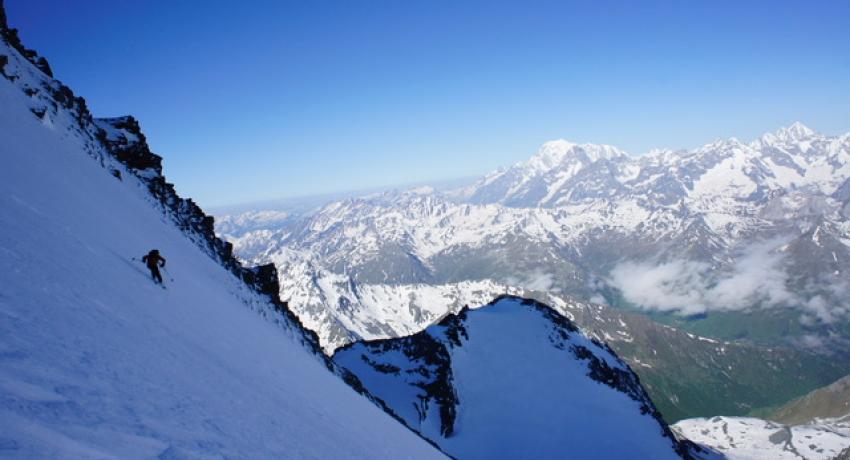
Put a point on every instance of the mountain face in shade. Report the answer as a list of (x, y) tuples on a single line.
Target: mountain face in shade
...
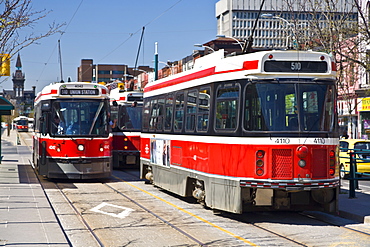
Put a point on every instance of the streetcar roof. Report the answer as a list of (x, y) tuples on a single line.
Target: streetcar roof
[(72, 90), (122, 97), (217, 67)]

- _Exercise goal_:
Could you set down, exactly as written, the lines above between the one holding "Put a point on every instance of the mountain" and the one holding "Target: mountain face in shade", inclusive, and nothing more?

- _Exercise result_:
Put a point on every instance of the mountain face in shade. Report the answer as a list of (x, y) tuples on a single line.
Target: mountain face in shade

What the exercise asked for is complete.